• **Directions**: Extract every line of the items below that contains the word "slender".

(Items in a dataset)

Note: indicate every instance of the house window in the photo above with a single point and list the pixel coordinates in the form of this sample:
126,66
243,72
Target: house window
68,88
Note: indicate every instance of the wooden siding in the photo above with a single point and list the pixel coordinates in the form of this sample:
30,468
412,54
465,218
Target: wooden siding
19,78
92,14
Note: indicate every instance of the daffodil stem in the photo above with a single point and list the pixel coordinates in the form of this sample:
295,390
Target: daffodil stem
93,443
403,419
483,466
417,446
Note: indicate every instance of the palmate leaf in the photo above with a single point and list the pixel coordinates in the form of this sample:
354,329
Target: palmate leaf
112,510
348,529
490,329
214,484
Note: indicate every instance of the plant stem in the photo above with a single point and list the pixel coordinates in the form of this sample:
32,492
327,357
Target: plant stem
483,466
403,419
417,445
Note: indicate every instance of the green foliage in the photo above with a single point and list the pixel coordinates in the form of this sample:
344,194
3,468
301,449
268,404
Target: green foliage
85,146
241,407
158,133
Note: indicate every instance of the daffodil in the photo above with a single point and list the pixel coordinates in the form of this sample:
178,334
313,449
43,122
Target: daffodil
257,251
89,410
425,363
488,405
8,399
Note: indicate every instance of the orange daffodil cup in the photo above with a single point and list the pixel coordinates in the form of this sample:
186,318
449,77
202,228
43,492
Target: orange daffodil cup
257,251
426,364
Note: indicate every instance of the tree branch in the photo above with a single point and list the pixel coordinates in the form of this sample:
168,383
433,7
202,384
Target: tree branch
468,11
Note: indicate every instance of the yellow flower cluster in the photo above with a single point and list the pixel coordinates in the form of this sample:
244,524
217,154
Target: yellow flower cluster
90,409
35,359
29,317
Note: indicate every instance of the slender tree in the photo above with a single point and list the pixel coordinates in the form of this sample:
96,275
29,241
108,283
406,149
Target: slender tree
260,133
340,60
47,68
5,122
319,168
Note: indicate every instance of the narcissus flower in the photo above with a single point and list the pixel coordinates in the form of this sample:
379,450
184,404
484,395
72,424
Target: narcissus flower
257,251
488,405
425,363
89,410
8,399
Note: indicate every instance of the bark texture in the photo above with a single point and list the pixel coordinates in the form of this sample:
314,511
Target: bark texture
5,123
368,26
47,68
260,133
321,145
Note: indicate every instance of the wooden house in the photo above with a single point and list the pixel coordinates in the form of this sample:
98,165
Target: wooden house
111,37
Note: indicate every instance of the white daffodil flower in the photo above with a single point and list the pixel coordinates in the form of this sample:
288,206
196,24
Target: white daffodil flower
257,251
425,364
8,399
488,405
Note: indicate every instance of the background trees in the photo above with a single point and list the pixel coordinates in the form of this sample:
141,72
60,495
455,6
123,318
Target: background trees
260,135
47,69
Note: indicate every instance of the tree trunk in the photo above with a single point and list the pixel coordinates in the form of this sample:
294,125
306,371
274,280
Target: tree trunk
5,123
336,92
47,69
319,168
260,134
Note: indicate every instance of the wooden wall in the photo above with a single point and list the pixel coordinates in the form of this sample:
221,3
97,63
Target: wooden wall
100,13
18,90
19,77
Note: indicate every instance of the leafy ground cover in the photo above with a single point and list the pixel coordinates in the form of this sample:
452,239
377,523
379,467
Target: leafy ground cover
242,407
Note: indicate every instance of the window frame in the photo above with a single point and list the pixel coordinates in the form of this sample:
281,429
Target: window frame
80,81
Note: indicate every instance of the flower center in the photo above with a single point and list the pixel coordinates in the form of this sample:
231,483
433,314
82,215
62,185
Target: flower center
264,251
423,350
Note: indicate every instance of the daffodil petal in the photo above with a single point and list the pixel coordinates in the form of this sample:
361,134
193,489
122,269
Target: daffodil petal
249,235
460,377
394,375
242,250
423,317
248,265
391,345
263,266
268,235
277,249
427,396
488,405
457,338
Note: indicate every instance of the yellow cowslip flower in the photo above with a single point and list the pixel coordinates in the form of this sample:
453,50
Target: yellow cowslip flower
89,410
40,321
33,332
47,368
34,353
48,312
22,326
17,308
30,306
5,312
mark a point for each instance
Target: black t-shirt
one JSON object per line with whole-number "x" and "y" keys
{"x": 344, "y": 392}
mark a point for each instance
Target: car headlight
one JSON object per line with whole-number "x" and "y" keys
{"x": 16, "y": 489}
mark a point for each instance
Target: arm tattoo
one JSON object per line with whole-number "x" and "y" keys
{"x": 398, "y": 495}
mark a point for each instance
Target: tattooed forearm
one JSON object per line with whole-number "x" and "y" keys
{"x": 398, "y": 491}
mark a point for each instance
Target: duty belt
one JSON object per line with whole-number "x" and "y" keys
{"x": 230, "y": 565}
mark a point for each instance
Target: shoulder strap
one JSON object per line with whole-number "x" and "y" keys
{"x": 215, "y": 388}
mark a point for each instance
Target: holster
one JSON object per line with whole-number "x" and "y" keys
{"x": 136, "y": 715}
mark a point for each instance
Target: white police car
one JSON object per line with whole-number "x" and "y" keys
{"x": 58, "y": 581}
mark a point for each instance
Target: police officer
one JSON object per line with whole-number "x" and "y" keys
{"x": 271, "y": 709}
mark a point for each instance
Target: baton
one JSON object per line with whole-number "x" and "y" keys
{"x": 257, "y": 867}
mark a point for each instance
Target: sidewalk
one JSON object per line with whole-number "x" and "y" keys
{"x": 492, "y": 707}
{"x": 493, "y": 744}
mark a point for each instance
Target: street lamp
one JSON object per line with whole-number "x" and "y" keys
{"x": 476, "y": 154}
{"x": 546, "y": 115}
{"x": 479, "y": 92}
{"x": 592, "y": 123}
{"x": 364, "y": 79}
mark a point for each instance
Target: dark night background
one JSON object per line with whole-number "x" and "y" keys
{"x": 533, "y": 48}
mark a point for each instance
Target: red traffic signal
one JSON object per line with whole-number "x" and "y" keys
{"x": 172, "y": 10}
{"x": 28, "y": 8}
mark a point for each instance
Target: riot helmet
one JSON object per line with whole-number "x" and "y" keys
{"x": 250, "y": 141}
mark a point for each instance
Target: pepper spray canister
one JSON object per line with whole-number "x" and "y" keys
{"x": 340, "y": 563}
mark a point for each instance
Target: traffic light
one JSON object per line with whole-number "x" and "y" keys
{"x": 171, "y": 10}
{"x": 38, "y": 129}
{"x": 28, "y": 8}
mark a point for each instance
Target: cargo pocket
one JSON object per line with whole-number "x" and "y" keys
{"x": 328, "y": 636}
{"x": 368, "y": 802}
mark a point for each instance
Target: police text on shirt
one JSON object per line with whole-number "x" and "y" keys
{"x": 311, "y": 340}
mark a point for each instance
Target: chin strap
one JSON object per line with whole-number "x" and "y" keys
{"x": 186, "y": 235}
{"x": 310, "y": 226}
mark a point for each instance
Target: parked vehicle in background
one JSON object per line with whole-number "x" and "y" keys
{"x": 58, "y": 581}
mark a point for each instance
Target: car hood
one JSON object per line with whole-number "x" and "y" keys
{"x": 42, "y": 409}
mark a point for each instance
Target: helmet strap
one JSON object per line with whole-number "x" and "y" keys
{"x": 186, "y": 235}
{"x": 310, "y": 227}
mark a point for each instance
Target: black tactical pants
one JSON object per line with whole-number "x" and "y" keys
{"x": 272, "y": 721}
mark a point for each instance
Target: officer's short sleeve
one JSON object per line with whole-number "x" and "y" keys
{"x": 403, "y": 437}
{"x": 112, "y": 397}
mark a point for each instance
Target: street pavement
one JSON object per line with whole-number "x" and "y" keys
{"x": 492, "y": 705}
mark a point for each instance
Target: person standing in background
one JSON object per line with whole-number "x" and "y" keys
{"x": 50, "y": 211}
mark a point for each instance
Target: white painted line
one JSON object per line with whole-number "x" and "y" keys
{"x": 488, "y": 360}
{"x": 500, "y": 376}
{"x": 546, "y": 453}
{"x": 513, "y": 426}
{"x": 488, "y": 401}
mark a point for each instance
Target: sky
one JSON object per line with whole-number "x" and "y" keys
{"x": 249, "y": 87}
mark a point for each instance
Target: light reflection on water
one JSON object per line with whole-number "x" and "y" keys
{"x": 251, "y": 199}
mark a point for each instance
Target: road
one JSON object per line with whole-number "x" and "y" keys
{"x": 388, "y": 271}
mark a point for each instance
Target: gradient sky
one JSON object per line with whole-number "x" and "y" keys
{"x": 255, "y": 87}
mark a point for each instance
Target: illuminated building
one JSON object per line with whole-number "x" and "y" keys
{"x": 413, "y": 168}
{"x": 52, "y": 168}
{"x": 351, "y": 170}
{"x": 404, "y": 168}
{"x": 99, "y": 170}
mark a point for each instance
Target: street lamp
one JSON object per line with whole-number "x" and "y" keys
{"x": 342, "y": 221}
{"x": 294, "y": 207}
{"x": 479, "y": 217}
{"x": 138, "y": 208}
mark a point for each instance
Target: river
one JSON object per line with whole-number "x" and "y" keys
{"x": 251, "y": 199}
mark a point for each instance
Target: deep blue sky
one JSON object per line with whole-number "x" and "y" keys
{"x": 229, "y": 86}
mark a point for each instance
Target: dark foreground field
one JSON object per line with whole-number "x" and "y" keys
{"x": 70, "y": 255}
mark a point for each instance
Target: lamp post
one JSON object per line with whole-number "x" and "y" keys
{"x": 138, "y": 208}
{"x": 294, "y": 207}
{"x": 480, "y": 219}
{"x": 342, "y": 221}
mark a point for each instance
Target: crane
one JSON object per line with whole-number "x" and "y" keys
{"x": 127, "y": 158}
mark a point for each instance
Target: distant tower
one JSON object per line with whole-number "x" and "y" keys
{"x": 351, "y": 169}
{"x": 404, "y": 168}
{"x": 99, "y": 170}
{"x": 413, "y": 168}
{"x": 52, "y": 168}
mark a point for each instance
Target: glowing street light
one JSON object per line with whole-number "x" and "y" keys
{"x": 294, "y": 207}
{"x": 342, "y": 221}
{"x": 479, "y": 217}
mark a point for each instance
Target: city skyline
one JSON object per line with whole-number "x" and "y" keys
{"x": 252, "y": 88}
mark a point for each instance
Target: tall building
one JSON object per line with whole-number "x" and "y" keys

• **Correct answer**:
Note: indicate every instance of the slender tree in the photo above with a single point and list the pixel coordinates in the form of this sample:
Target: slender tree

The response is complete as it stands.